#### Pagina

Il 22 settembre Moody’s tagliava il rating di tre grandi banche americane: Bank of America, Wells Fargo e Citigroup.
Il giorno prima Moody’s aveva tagliato il rating della Fiat. Il 16 settembre questa stessa agenzia aveva messo sotto osservazione il rating di UBS. Il 14 settembre aveva minacciato il taglio della nota sul debito spagnolo. Il 12 settembre aveva preso di mira alcune grandi banche francesi. Il 5 agosto Standard & Poor’s aveva declassato la nota sovrana degli Stati Uniti.
Eccetera, eccetera.

Moody’s. Fitch Ratings. Standard & Poor’s. Mai come in questi mesi si era sentito tanto parlare di queste tre agenzie, tutte statunitensi, sicuramente al primo posto fra le istituzioni più odiate al mondo.
Esistono da molto tempo, dai primi anni del 20esimo secolo.
La loro attività “dovrebbe” consistere nell’analizzare la finanza, i titoli azionari e le obbligazioni.
“Dovrebbe”, in quanto sembrano avere un altro passatempo, ossia declassare a ruota libera la nota sovrana degli Stati e delle banche, prevalentemente in Europa.
Con conseguenze deleterie: crollo dei titoli in Borsa, timori di recessione, licenziamenti, crisi di governo, denunce agli enti superiori, summit d’urgenza di G2, G7, G8, G20, BCE, FMI, UE, …

Sembrano minacciose queste agenzie. Forse lo sono. Come faceva notare qualche tempo fa un cabarettista tedesco, Chin Meyer, basterebbe soffermarsi sui loro nomi per considerarle sotto un’ottica più leggera e, in definitiva, meno drammatica.
Standard & Poor’s (poor’s : dei poveri). Moody’s (che più o meno significa “di qualcuno lunatico”).
E poi c’è Fitch Ratings. Rating è valutazione, d’accordo. E Fitch? Non si capisce bene cosa significhi. Forse (forse) è un acronimo di Fucking bITCH.

########
#### Voci mostrate

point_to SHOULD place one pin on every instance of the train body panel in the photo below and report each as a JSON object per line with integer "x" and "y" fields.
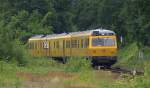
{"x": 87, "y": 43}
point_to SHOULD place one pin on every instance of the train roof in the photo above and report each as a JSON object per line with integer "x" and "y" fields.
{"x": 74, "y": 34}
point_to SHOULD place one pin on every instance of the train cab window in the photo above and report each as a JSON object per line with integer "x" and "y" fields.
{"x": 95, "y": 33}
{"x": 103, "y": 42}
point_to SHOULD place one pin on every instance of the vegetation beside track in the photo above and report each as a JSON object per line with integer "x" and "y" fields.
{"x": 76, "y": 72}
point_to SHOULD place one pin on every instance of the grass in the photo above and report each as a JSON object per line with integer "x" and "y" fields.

########
#### Voci mostrate

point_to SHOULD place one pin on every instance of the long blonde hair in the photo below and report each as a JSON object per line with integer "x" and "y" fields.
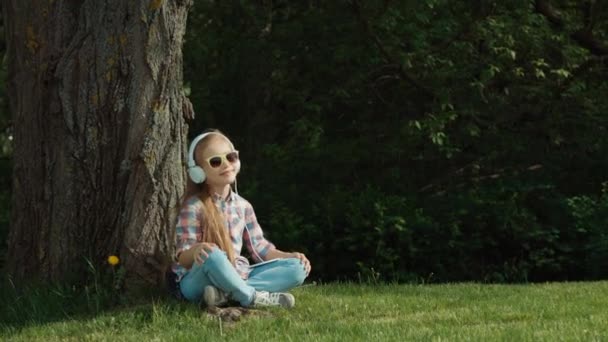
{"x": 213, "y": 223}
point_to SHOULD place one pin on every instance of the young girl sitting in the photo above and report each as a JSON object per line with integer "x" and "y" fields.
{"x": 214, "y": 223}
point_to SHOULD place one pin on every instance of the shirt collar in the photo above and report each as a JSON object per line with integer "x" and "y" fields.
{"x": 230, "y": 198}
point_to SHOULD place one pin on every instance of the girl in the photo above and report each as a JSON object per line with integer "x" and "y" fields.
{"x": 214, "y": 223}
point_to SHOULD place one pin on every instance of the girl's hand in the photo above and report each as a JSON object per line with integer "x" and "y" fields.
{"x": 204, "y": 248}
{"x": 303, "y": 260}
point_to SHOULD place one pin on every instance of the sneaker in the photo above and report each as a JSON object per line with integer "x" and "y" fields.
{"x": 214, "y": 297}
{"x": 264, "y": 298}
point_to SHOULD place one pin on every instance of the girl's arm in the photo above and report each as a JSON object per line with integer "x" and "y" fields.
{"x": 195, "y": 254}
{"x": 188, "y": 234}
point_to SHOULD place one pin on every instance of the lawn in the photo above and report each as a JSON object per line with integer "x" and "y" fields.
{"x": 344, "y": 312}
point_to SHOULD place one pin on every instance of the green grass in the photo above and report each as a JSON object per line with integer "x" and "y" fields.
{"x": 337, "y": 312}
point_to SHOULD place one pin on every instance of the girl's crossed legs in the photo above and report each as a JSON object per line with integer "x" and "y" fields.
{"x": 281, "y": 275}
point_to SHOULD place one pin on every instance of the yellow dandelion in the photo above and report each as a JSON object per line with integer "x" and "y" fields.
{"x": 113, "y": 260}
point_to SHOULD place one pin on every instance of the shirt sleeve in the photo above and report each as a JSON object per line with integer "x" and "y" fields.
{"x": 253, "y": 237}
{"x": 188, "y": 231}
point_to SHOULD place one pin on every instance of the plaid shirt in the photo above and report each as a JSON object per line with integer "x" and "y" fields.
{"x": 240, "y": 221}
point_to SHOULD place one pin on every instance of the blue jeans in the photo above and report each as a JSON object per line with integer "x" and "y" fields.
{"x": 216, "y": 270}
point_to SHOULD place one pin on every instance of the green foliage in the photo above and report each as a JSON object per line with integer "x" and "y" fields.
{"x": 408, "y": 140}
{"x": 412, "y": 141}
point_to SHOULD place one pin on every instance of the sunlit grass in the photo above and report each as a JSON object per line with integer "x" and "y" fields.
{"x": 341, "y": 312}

########
#### Voci mostrate

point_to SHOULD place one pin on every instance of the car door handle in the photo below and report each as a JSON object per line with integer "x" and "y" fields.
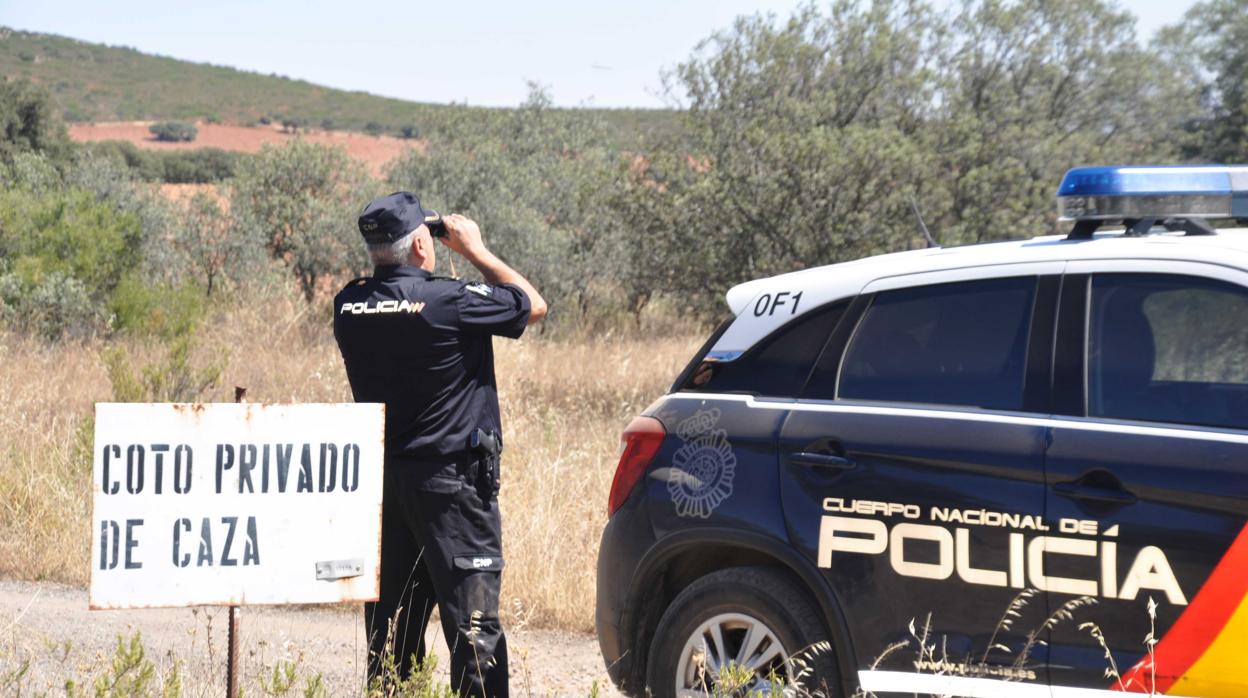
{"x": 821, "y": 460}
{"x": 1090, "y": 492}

########

[Consegna 1] Riassuma in due frasi il testo sulle agenzie di rating.
[Consegna 2] Estragga dal testo sulle agenzie di rating l'intero passo che parte da "Moody’s. Fitch Ratings." e arriva fino a "e le obbligazioni.".

[Risposta corretta 1] Fra agosto e settembre Moody’s e Standard & Poor’s hanno declassato, messo sotto osservazione o minacciato di tagliare il rating di grandi banche, della Fiat e di alcuni Stati, fra cui gli Stati Uniti. Le tre agenzie statunitensi Moody’s, Fitch Ratings e Standard & Poor’s, attive dai primi anni del Novecento, dovrebbero analizzare la finanza, ma sembrano declassare a ruota libera Stati e banche, soprattutto in Europa, con conseguenze deleterie come crolli in Borsa, timori di recessione e crisi di governo.

[Risposta corretta 2]
Moody’s. Fitch Ratings. Standard & Poor’s. Mai come in questi mesi si era sentito tanto parlare di queste tre agenzie, tutte statunitensi, sicuramente al primo posto fra le istituzioni più odiate al mondo.
Esistono da molto tempo, dai primi anni del 20esimo secolo.
La loro attività “dovrebbe” consistere nell’analizzare la finanza, i titoli azionari e le obbligazioni.